*The tasks*:
1 - Translate this sentence from the thread on HTTP header caching below into Spanish: "That's what most caches do with unknown headers: cache them for the same period as the payload."
2 - Continue the thread on HTTP header caching below, picking up after its last sentence.

*Selected excerpt*:
◆ ◆ ◆
On 9 Nov 2015, at 20:45, Roger Dingledine <arma@mit.edu> wrote:

On Mon, Nov 09, 2015 at 08:04:55PM +1100, Tim Wilson-Brown - teor wrote:
Subsequent queries get the same IP address for several tens of seconds afterwards.

Woah. Are we setting the Expires: http header in our Tor answer based on
how long we think the *payload* will remain valid, and the proxy in the
middle is caching both the payload and the headers for that time?

That's what most caches do with unknown headers: cache them for the same period as the payload.

HTTP 1.0 is silent on whether headers should be cached - it just says content should be cached.
http://www.w3.org/Protocols/HTTP/1.0/spec.html#Expires

HTTP 1.1 specifies that headers are cached along with content, except for a few headers that don't get cached. (It also specifies that "not-modified" and similar responses replace headers from the original response. But I doubt that's relevant here.)
◆ ◆ ◆
*Data excerpts*:
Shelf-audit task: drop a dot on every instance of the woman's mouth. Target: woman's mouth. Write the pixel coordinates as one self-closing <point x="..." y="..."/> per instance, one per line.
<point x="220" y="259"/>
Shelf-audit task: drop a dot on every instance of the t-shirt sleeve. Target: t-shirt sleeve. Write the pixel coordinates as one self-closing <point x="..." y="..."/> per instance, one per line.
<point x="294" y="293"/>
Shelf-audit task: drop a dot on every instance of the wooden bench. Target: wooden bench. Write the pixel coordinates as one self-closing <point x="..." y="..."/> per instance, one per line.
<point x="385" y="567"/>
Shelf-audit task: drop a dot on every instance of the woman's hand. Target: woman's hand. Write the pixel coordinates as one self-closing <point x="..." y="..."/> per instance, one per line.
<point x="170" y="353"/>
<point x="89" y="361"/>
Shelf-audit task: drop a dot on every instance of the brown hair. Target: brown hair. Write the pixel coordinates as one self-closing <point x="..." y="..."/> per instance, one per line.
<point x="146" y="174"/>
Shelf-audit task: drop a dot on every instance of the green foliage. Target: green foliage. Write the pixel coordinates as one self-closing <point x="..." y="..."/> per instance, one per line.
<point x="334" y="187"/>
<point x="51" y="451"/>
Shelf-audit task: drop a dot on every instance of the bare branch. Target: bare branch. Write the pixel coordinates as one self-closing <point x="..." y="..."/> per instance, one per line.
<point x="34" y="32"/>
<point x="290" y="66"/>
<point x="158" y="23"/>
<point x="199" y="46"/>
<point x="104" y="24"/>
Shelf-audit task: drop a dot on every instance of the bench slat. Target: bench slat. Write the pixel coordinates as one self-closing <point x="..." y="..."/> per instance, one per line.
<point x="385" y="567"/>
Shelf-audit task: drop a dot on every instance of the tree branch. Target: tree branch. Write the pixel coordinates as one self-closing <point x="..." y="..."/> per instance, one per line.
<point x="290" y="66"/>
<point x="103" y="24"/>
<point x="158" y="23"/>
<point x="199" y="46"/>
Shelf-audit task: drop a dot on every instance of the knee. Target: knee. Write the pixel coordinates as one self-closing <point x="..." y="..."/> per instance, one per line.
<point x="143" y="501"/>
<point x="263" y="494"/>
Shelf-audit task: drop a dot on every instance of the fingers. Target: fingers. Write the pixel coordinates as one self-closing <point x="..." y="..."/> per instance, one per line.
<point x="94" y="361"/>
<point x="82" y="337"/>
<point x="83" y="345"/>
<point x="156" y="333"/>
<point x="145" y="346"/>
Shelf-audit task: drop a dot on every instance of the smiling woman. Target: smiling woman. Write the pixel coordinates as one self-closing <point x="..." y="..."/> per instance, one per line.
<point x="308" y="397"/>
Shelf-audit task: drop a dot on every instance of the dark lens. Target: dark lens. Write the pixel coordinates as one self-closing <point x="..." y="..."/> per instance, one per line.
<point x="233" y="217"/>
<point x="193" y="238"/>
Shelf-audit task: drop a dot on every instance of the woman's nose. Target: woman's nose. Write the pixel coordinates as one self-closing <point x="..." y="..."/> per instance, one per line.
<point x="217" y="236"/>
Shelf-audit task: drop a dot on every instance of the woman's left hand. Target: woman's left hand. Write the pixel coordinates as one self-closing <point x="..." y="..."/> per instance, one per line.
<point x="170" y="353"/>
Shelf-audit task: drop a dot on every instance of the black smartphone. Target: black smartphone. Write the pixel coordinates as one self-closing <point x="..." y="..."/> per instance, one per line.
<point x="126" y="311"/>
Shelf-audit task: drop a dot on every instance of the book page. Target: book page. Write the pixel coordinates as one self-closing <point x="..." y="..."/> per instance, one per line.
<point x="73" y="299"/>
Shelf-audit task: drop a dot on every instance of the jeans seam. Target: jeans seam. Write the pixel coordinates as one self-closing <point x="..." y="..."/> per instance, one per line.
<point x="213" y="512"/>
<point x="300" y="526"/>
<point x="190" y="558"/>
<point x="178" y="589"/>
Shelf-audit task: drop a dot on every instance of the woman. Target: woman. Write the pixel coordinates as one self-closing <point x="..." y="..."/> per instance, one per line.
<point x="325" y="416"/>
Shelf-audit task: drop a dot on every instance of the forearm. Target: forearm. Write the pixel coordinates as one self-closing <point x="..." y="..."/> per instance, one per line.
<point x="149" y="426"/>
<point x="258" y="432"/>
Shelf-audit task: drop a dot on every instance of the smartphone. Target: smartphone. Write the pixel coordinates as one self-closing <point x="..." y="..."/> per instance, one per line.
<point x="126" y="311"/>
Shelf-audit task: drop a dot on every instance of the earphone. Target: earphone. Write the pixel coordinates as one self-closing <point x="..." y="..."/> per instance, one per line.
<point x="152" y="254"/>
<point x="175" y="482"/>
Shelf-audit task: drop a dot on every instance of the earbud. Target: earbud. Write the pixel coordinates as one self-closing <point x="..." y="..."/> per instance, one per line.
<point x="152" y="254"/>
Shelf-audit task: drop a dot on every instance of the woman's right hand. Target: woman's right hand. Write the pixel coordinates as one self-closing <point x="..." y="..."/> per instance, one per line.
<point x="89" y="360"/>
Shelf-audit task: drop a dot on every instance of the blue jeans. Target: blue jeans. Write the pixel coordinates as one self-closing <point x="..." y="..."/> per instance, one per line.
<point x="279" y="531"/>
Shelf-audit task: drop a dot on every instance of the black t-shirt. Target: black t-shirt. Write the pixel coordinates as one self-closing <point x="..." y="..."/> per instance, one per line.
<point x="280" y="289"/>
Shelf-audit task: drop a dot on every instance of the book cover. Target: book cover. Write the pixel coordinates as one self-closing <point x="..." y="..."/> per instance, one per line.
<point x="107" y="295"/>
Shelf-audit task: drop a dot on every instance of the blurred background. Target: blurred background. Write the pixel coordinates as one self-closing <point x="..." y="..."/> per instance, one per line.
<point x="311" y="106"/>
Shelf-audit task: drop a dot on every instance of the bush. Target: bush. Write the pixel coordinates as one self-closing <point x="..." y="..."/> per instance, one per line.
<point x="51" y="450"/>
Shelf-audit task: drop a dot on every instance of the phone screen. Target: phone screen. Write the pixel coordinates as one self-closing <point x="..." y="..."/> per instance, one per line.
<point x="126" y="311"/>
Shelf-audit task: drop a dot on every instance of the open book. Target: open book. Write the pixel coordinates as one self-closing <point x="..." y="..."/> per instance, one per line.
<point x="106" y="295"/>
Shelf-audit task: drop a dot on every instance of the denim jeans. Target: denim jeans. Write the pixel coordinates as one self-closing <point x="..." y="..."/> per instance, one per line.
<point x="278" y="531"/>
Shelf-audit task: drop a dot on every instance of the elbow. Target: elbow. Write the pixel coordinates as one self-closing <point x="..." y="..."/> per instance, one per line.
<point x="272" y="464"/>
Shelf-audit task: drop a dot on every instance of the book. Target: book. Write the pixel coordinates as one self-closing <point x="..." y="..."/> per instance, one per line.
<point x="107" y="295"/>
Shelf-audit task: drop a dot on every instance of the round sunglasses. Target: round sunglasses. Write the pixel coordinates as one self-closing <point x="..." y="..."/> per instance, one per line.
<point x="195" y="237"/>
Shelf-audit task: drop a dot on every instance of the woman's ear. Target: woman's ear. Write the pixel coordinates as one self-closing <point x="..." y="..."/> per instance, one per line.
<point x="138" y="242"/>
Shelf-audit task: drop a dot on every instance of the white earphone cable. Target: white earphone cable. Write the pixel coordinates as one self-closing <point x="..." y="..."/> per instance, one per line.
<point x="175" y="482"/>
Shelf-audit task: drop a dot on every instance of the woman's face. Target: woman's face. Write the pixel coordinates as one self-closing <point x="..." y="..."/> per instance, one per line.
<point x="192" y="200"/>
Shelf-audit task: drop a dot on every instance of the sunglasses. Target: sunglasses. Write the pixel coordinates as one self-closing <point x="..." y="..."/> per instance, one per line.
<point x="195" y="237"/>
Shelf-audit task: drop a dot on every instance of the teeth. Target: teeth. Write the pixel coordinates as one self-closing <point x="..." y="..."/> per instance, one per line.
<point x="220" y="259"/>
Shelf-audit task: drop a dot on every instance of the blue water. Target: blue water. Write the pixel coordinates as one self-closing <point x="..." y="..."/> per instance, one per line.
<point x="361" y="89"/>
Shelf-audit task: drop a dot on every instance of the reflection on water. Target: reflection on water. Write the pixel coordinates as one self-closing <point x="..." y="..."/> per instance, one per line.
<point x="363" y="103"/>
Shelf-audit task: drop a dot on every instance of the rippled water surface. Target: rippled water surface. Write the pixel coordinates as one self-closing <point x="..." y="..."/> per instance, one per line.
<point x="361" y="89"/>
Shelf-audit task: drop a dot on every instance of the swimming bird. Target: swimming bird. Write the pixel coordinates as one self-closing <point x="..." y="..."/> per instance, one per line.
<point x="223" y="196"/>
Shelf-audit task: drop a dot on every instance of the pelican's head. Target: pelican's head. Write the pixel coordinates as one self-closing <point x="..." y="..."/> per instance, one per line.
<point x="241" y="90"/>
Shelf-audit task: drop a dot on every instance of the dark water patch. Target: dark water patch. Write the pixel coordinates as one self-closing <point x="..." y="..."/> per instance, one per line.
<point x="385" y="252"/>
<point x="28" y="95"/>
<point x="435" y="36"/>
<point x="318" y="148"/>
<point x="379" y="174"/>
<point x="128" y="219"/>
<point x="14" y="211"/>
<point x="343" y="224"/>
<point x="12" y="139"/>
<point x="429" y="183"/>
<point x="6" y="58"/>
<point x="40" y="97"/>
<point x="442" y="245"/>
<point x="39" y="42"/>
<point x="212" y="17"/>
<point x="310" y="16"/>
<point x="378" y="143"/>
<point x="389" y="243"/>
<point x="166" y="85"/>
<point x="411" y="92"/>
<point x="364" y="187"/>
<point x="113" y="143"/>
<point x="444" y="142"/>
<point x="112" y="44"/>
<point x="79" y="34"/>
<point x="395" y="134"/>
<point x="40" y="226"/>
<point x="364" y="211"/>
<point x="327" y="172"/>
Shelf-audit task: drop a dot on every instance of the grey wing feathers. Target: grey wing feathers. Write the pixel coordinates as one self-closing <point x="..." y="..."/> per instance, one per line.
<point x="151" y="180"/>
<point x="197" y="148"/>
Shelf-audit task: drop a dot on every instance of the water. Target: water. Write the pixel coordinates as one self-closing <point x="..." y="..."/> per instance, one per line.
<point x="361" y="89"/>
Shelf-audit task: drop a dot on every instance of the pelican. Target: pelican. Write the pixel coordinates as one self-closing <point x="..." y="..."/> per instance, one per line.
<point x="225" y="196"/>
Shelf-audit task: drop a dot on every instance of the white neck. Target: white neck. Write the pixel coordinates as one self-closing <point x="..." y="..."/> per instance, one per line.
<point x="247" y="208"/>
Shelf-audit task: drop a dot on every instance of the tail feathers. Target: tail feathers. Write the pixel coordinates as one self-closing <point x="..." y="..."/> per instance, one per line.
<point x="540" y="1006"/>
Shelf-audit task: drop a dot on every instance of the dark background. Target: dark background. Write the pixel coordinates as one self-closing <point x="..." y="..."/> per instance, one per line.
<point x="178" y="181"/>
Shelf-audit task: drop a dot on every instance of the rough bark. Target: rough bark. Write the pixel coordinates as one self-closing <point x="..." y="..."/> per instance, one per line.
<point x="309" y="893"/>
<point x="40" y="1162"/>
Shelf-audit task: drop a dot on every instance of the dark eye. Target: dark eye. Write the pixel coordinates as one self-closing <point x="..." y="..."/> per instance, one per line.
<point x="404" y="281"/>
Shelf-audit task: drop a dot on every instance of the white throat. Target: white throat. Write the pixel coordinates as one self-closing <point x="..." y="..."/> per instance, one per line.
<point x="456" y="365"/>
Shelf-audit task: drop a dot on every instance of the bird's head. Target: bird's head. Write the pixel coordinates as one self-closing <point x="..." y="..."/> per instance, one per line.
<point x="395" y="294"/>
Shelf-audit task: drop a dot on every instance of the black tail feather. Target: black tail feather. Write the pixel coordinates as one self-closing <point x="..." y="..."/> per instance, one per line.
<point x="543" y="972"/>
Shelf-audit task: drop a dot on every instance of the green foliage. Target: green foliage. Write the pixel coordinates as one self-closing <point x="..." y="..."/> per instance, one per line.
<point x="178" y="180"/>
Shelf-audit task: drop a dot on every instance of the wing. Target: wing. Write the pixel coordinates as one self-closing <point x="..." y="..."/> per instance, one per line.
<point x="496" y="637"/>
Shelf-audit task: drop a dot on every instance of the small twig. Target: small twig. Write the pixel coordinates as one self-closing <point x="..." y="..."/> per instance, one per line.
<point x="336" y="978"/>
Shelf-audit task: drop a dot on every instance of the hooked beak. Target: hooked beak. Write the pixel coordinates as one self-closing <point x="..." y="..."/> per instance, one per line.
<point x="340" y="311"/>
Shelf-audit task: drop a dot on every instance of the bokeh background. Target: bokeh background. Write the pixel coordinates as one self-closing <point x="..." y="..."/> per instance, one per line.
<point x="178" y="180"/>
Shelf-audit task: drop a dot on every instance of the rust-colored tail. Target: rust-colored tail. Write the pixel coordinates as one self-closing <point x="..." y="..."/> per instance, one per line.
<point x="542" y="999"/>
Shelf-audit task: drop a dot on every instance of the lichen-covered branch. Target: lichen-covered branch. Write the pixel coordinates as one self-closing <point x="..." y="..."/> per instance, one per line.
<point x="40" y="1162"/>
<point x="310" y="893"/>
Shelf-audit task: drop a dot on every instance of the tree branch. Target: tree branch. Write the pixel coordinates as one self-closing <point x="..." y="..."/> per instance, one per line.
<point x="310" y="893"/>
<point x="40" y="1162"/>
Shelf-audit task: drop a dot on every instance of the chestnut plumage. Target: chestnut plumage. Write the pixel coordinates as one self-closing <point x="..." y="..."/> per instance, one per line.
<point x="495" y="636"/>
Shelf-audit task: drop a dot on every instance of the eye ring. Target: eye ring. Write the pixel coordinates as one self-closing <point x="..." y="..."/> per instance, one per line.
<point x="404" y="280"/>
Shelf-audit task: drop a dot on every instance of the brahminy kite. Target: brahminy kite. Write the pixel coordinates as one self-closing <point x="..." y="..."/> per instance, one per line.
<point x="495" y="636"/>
◆ ◆ ◆
*Solved problems*:
1 - Eso es lo que hace la mayoría de las cachés con los encabezados desconocidos: los almacenan en caché durante el mismo período que la carga útil.

2 -
https://tools.ietf.org/html/rfc7234

For HTTP 1.1 compliant caches, Tor can specifically indicate that X-Your-IP-Address-Is is a hop-by-hop header by using a the "Connection" header like this:
Connection: close X-Your-IP-Address-Is
("close" indicates that Tor doesn't support persistent connections.)
This would cause the X-Your-IP-Address-Is header to not ever be sent out by the cache, not even on the first connection. If Tor sees the IP address of the cache, this is what we want. But if it sees the IP address of the relay, we want the first response to have the X-Your-IP-Address-Is header, and any cached responses to not have it (see below).
https://tools.ietf.org/html/rfc7230#section-6.1

Alternately, we could use:
Cache-Control: no-cache="X-Your-IP-Address-Is"
This is interpreted as a request not to cache the header at all, or, if the no-cache="<header-name>" feature is not supported, it's generally interpreted as a request not to cache the entire document. (This also causes the cache to attempt to revalidate the header, which might not be what we want, as Tor might not support cache revalidation.)
https://tools.ietf.org/html/rfc7234#section-5.2.2

These are HTTP 1.1 features, but Tor provides a HTTP 1.0 response. HTTP 1.1 caches are supposed to handle headers by applying the HTTP 1.1 rules, regardless of the version of the response.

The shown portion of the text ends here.